## INSTRUCTIONS TO FOLLOW
Copy the data exactly as it appears, and do not include any pictures.

"""

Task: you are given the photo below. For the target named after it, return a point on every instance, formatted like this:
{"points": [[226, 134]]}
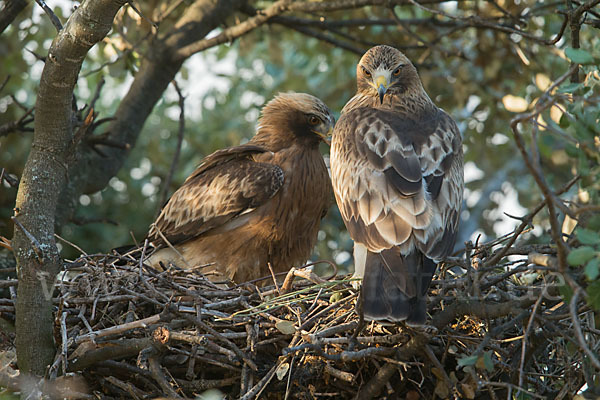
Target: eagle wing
{"points": [[398, 179], [227, 184]]}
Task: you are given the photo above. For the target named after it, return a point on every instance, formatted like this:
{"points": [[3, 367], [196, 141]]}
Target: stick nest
{"points": [[497, 326]]}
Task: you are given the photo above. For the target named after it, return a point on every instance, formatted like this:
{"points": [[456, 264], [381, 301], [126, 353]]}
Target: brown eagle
{"points": [[256, 203], [397, 172]]}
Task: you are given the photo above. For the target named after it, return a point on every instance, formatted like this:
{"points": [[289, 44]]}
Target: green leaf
{"points": [[566, 292], [587, 236], [591, 269], [470, 360], [579, 56], [581, 255]]}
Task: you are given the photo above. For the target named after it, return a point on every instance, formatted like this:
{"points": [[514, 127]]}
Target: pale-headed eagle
{"points": [[397, 172], [256, 203]]}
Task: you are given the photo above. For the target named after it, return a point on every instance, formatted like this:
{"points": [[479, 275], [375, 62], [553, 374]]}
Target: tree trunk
{"points": [[44, 176]]}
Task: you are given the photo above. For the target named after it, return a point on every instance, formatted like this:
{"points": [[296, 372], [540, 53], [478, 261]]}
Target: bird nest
{"points": [[497, 326]]}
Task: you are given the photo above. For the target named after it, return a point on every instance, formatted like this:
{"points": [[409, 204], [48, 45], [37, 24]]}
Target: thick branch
{"points": [[158, 69], [45, 174], [11, 9]]}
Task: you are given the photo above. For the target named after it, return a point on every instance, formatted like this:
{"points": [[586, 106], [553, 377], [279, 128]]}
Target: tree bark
{"points": [[11, 9], [44, 176]]}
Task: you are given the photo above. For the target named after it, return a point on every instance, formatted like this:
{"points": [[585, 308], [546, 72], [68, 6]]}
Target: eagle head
{"points": [[296, 117], [385, 70]]}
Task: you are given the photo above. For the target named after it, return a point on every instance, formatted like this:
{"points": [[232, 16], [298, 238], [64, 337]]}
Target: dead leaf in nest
{"points": [[286, 327], [82, 349], [441, 389], [413, 395]]}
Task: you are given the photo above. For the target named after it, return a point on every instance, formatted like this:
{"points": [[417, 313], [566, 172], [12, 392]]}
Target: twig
{"points": [[113, 330], [202, 325], [541, 105], [373, 387], [159, 377], [526, 335], [577, 328], [259, 387]]}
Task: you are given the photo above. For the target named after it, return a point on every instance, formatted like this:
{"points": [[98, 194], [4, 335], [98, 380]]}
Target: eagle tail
{"points": [[395, 286]]}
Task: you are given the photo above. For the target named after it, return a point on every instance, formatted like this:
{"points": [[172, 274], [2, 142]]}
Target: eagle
{"points": [[397, 174], [259, 203]]}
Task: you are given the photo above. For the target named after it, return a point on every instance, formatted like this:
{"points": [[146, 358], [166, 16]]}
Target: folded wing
{"points": [[227, 184]]}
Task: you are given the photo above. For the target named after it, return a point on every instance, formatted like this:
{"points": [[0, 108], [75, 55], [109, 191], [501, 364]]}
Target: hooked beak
{"points": [[381, 85]]}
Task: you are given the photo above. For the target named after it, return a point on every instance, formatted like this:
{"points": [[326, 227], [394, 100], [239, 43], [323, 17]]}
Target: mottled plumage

"""

## EXPECTED ANSWER
Task: you are given the photo below. For the target named after it, return a point on every instance, formatted like this:
{"points": [[226, 134]]}
Target: eagle wing
{"points": [[398, 179], [227, 184]]}
Task: you are given the photo above. For the target named after it, return a point on every instance, formatted like this:
{"points": [[3, 367], [196, 141]]}
Target: stick nest
{"points": [[497, 326]]}
Task: you are given the photo above. For the target named after it, return a point on every instance, formatted like this:
{"points": [[456, 264], [381, 301], [126, 353]]}
Target: brown eagle
{"points": [[256, 203], [397, 172]]}
Task: you are given the photo above. For the target named after it, return a point on every instance, formatted like this:
{"points": [[289, 44]]}
Target: green leaf
{"points": [[566, 292], [587, 236], [591, 269], [470, 360], [579, 56], [581, 255]]}
Task: you are given the photo above. For the target named after it, return a point on every instance, formatted like this:
{"points": [[514, 127]]}
Target: pale-headed eagle
{"points": [[397, 172], [256, 203]]}
Task: you are given the photo above. For the target named after it, return a point on every instance, formatted like this:
{"points": [[479, 275], [375, 62], [553, 374]]}
Target: tree trunk
{"points": [[44, 176]]}
Task: you are given the photo above. For the target named after it, return a point on every instance, formatted like this:
{"points": [[296, 372], [540, 53], [478, 261]]}
Target: bird nest
{"points": [[497, 326]]}
Task: you are given the photo above. For the target named after it, return a point on every instance, formatted like this:
{"points": [[409, 204], [48, 45], [37, 24]]}
Target: thick branch
{"points": [[158, 69], [45, 174], [11, 9]]}
Task: you are given the photo above. For the target named after it, return a point on every instance, formatted like this:
{"points": [[586, 106], [553, 377], [279, 128]]}
Target: tree bark
{"points": [[11, 9], [44, 176]]}
Task: you are given the photo above. For the target named after it, return a point on every instance, formatted like this:
{"points": [[585, 308], [546, 72], [68, 6]]}
Target: eagle head
{"points": [[296, 117], [385, 70]]}
Task: you are given the photo above. For the target named after it, return a point on every instance, formatted like this:
{"points": [[232, 16], [298, 238], [64, 337]]}
Target: dead leaf in nest
{"points": [[286, 327], [82, 349], [441, 389], [413, 395]]}
Task: you are given the photo above. For the target named after it, return a point on every instance, formatted like this:
{"points": [[417, 313], [566, 172], [12, 392]]}
Target: twig
{"points": [[113, 330], [202, 325], [541, 105], [373, 387], [159, 377], [526, 335], [577, 328], [259, 387]]}
Task: you are given the photo above. For the target named after it, return a point on every instance, formatted like this:
{"points": [[98, 194], [4, 335], [98, 380]]}
Target: eagle tail
{"points": [[395, 286]]}
Task: you are given the photo above. For the target named after it, return a point on every instance, formatted like this:
{"points": [[172, 274], [2, 142]]}
Target: eagle
{"points": [[397, 174], [259, 203]]}
Task: you are given the photo above. For the target named after it, return a point on every instance, formatted like this:
{"points": [[146, 358], [166, 16]]}
Target: folded wing
{"points": [[227, 184]]}
Task: you are given the photo above. For the target named after it, return a point on every instance, formatted like this:
{"points": [[0, 108], [75, 55], [109, 191], [501, 364]]}
Target: hooked beak
{"points": [[381, 85]]}
Task: you are given the photo above. For the target named after it, return a point on every instance, formatted like this:
{"points": [[326, 227], [394, 100], [239, 43], [323, 17]]}
Target: mottled plumage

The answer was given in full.